### AIM OF THE TASK
Each and every line of the data must appear exactly as given.

### DATA FOR ANALYSIS
******

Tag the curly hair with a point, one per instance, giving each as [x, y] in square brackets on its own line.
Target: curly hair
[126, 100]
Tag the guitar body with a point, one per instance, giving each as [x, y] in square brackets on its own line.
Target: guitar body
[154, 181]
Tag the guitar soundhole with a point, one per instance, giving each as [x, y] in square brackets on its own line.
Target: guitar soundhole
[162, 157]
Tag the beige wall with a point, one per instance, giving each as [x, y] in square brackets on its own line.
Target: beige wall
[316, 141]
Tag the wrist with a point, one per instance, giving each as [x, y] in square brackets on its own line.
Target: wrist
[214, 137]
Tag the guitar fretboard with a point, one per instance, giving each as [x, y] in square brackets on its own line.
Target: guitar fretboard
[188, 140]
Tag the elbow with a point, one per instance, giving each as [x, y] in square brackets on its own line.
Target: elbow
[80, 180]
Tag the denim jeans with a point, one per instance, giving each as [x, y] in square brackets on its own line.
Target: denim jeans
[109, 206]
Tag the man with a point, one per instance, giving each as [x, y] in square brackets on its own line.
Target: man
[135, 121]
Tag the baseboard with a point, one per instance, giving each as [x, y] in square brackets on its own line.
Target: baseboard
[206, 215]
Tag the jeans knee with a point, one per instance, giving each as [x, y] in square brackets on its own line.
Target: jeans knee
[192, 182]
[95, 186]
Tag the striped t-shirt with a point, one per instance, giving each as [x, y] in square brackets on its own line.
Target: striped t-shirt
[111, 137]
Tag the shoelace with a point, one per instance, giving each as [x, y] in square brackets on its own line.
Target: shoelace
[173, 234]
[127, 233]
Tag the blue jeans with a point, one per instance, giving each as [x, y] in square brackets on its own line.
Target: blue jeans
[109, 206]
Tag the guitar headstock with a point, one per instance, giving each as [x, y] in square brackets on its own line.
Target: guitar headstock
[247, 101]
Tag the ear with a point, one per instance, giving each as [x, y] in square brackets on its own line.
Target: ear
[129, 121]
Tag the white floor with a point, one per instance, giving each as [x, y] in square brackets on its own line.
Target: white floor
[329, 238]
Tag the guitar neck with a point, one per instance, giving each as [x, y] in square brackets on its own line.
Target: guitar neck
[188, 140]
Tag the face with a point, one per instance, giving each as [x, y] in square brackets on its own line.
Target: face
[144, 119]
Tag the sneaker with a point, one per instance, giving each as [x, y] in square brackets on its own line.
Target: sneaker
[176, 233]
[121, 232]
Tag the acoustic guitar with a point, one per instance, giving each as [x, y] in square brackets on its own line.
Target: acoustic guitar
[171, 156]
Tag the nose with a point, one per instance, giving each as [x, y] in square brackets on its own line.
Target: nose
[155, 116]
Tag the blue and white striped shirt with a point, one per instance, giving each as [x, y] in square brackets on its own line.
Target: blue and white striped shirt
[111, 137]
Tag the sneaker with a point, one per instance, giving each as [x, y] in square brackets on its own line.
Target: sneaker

******

### ANSWER TO THIS EXERCISE
Tag the curly hair with a point, one per instance, giving each as [x, y] in square brackets on its own line.
Target: curly hair
[126, 100]
Tag the guitar body with a point, one per instance, giving each as [x, y] in square brackets on its own line.
Target: guitar body
[154, 181]
Tag the guitar soundhole with a point, one per instance, giving each as [x, y] in square brackets on its own line.
Target: guitar soundhole
[162, 157]
Tag the beige wall with a point, one per instance, giving each as [x, y] in square brackets on its own line.
Target: beige wall
[316, 141]
Tag the wrist with a point, one per instance, giving each as [x, y] in square brackets on its own line.
Target: wrist
[214, 137]
Tag the guitar fretboard with a point, one per instance, giving each as [x, y] in square brackets on its own line.
Target: guitar fretboard
[188, 140]
Tag the elbow with a point, one per instance, giving each as [x, y] in square brackets on its own line.
Target: elbow
[80, 180]
Tag the denim jeans with a point, one per instance, giving each as [x, y] in square brackets on its own line.
Target: denim jeans
[109, 206]
Tag the man with a point, one per instance, giving each as [x, y] in square brackets on its own line.
Target: man
[135, 121]
Tag the baseboard with a point, one per instance, giving each as [x, y] in square brackets on its own line.
Target: baseboard
[206, 215]
Tag the jeans knee with a point, one per instance, giving each as [x, y] in square brackets on its own line.
Target: jeans knee
[192, 182]
[95, 186]
Tag the striped t-shirt with a point, one per instance, giving each as [x, y] in square brackets on its own line.
Target: striped t-shirt
[111, 137]
Tag the shoelace with a point, one per instance, giving each as [x, y] in square brackets on its own line.
Target: shoelace
[173, 234]
[127, 233]
Tag the blue jeans with a point, one per instance, giving each as [x, y] in square brackets on its own line.
Target: blue jeans
[109, 206]
Tag the guitar headstock with a point, one per instance, giving each as [x, y] in square brackets on its own line.
Target: guitar headstock
[247, 101]
Tag the ear with a point, one per instance, giving each as [x, y] in square brackets on its own line.
Target: ear
[129, 121]
Tag the white floor with a point, one per instance, giving each as [x, y] in square brackets on its own line.
Target: white floor
[329, 238]
Tag the guitar neck with a point, one per instance, giving each as [x, y] in square brackets on its own line.
Target: guitar neck
[188, 140]
Tag the face with a point, one per instance, giving each as [x, y] in square brackets on its own line.
Target: face
[144, 119]
Tag the sneaker with a point, one per instance, giving each as [x, y] in square brackets on its own line.
Target: sneaker
[176, 233]
[121, 232]
Tag the acoustic guitar with a point, one per instance, giving each as [x, y] in square brackets on its own line.
Target: acoustic guitar
[171, 156]
Tag the nose with a point, one per instance, giving each as [x, y] in square brackets on its own line.
Target: nose
[155, 116]
Tag the blue and white striped shirt with a point, one per instance, giving each as [x, y] in square brackets on its own line.
Target: blue and white striped shirt
[111, 137]
Tag the sneaker with a point, one per instance, giving each as [x, y] in square brackets on its own line.
Target: sneaker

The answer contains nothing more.